Consignes:
A – Dans le texte fourni, réécrivez sous forme de liste le paragraphe qui commence par « Le fractionnement des doses d'azote » en conservant ses faits principaux.
B – Relevez dans le listing chaque ligne qui contient la chaîne « advertising », en tenant compte de la casse.

Texte fourni:
Azote : le levier carbone des pertes aux champs
Essentiel à l’élaboration du rendement des cultures, l’azote contribue cependant aux émissions de gaz à effet de serre par volatilisation de protoxyde d’azote avec toutefois des leviers d’optimisation.
L’azote contribue directement au rendement des cultures et pour partie à produire de la biomasse et ainsi à capter le carbone de l’air grâce à la photosynthèse. Cependant, le bilan global de l’utilisation d’azote minéral des cultures en matière d’émissions de gaz à effet de serre (GES) est généralement dégradé. Une partie de ces émissions de GES liées à l’azote (de 30 à 40 %) est liée à la production elle-même de ces engrais (à partir d’énergies fossiles). L’autre partie (environ 60 à 70 %) est à imputer aux pertes aux champs, notamment par volatilisation dans l’air sous forme de protoxyde d’azote (N₂O). Le protoxyde d’azote est un gaz à effet de serre jugé près de 300 fois plus puissant que le gaz carbonique (CO²).
Coefficient apparent d’utilisation
L’azote qui se dissout dans le sol sous forme de nitrate, est un élément qui intègre rapidement dans le cycle des bactéries de nitrification et de dénitrification qui produisent le protoxyde d’azote (gazeux). L’azote solubilisé est aussi un élément très « mobile » et qui, de ce fait, se trouve très sensible au phénomène de lixiviation (lessivage). Compte tenu de ces pertes, on peut mesurer la fraction de l’azote total apporté par l’engrais et qui est mobilisé effectivement par la culture pour être exporté à la moisson. Cette fraction est nommée Coefficient apparent d’utilisation (CAU). On parle aussi parfois de NUE (en anglais pour Nitrogen Use Efficiency) lorsqu’on ajoute à ce calcul les fournitures d’azote du sol.
Une culture de blé à 7 tonnes hectare (7000 kg/ha) de rendement et 11,5 % de protéines exporte ainsi 129 kg d’azote (7 000 x 0.115 x 0.16 = 129) sachant que la part d’azote dans les protéines est de 16 %. En comparaison, les besoins totaux de la culture sont estimés pour ce même blé à 210 kg d’azote (3 kg d’azote élément efficace par quintal). Ainsi, le CAU du blé français est d’environ 61 % ((129/210) x 100). L’enjeu d’améliorer l’efficacité de l’utilisation de l’azote est donc réel avec une fuite de 81 unités non valorisées. Ces unités représentent à la fois des consommations de carbone liées à leur fabrication et des gaz à effet de serre liés à la volatilisation.
Différents leviers aux champs
Le fractionnement des doses d’azote est le premier des leviers agronomiques pour synchroniser les apports avec les besoins de la culture et ainsi améliorer le CAU d’une culture. Par exemple, sur blé, Arvalis estime que le premier apport en sortie d’hiver présente un CAU assez faible de 40-50 % sur céréales à pailles. L’Institut du végétal préconise ainsi, lorsque cela se justifie, de prioriser les fournitures par les reliquats du sol pour le raisonnement du premier apport d’azote au tallage. « En cas de reliquats supérieurs à 50-60 unités, une impasse est envisageable (hors sol superficiel) sur les cultures bien implantées et exubérantes », complète l’Institut. L’apport de début de montaison présente un CAU de 60-70 % et ne doit pas dépasser 100 unités au risque de dégrader fortement le CAU. Enfin, le troisième apport en fin de cycle est le mieux valorisé avec un CAU de 80-90 %, mais nécessite d’être piloté au plus juste et selon la capacité de la variété.

Jeu de données:
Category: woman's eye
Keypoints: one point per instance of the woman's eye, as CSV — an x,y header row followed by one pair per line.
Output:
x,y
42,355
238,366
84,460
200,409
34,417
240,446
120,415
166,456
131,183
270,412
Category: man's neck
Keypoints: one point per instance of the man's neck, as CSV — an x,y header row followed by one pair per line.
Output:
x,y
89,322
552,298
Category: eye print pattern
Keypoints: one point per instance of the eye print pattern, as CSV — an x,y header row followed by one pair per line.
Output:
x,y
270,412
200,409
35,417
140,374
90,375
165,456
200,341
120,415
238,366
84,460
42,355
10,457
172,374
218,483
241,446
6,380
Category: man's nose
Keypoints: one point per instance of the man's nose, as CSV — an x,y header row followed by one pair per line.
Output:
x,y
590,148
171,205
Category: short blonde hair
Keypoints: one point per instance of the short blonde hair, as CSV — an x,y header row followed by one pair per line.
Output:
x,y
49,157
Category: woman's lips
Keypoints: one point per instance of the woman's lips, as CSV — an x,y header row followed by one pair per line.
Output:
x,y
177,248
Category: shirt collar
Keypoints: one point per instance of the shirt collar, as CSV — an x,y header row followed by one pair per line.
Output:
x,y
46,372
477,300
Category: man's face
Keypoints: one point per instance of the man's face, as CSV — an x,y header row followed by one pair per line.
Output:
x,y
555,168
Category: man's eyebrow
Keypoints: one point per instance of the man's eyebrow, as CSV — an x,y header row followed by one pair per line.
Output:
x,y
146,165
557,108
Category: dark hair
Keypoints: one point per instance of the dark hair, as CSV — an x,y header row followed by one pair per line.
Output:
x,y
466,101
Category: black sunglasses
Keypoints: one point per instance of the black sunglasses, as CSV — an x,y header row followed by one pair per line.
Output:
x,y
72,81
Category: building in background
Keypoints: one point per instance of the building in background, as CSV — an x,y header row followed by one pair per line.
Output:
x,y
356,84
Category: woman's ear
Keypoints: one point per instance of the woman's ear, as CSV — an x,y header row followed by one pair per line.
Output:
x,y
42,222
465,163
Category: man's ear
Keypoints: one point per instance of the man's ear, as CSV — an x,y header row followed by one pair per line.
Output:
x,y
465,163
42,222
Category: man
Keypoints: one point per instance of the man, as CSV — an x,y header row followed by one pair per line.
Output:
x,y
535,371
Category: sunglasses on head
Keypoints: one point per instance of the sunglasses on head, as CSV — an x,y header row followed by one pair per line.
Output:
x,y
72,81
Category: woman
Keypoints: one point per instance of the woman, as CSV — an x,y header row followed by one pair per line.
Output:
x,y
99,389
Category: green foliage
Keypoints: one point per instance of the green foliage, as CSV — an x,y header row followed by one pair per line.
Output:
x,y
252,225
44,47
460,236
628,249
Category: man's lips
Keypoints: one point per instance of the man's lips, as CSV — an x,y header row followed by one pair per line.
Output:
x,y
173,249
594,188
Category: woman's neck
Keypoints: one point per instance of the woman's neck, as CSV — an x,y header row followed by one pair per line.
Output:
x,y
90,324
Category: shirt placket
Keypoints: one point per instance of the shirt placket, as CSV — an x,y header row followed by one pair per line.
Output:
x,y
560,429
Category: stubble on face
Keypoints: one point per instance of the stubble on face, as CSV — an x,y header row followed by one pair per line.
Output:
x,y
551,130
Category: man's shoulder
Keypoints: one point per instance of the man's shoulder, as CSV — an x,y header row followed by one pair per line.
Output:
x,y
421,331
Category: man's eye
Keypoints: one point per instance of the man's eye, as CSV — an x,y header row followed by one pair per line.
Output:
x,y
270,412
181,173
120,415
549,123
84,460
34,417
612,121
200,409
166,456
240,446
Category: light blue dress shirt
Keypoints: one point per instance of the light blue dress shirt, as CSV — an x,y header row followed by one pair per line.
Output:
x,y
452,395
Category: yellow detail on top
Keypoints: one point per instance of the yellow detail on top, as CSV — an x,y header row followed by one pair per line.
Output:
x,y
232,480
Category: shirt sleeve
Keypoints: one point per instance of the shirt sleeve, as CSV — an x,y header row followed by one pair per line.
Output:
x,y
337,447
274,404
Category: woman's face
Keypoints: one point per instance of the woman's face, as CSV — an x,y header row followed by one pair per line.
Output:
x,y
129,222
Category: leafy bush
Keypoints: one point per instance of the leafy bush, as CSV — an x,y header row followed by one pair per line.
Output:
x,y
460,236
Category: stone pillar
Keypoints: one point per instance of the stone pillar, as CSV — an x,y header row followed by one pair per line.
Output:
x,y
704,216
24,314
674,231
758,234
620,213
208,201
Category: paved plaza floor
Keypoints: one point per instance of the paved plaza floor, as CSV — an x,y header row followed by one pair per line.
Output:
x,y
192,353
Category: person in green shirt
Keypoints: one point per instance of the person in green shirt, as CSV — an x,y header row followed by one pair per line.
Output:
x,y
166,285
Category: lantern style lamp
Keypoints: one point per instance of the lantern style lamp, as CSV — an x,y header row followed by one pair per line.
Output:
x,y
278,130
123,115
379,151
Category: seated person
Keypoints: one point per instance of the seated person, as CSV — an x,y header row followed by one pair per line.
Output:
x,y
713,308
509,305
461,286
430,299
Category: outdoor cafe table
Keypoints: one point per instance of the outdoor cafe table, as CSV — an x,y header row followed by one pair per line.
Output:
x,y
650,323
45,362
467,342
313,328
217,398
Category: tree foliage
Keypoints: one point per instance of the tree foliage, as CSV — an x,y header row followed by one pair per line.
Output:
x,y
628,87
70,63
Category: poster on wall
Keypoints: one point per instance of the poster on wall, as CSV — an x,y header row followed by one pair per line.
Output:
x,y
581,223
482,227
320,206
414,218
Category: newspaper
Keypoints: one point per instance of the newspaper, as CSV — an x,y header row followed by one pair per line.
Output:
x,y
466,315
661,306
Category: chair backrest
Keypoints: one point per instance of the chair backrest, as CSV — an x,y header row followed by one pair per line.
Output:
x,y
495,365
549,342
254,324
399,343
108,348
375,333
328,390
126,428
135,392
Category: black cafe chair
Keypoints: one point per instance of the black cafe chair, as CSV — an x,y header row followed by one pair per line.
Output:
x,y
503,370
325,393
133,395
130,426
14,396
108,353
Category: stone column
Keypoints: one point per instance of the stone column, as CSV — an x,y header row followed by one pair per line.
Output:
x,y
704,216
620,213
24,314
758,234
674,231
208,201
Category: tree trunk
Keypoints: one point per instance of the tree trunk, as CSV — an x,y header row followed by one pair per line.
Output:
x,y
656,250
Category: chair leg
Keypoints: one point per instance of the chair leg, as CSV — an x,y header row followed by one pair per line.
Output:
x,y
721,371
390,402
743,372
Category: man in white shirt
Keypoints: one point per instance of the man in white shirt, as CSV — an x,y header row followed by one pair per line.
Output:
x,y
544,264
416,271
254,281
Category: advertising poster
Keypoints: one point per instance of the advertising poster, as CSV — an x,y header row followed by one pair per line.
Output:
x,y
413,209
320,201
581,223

Réponses:
A –
- Le fractionnement des doses d'azote est le premier levier agronomique. Il synchronise les apports avec les besoins de la culture et améliore ainsi son CAU.
- Premier apport, en sortie d'hiver : sur céréales à pailles, Arvalis lui attribue un CAU assez faible, de 40-50 %. L'Institut du végétal préconise, lorsque cela se justifie, de prioriser les reliquats du sol pour raisonner cet apport au tallage. Si les reliquats dépassent 50-60 unités, une impasse est envisageable sur les cultures bien implantées et exubérantes, hors sol superficiel.
- Apport de début de montaison : CAU de 60-70 %. Il ne doit pas dépasser 100 unités, sous peine de dégrader fortement le CAU.
- Troisième apport, en fin de cycle : c'est le mieux valorisé, avec un CAU de 80-90 %. Il doit être piloté au plus juste, selon la capacité de la variété.

B –
Category: advertising poster
Keypoints: one point per instance of the advertising poster, as CSV — an x,y header row followed by one pair per line.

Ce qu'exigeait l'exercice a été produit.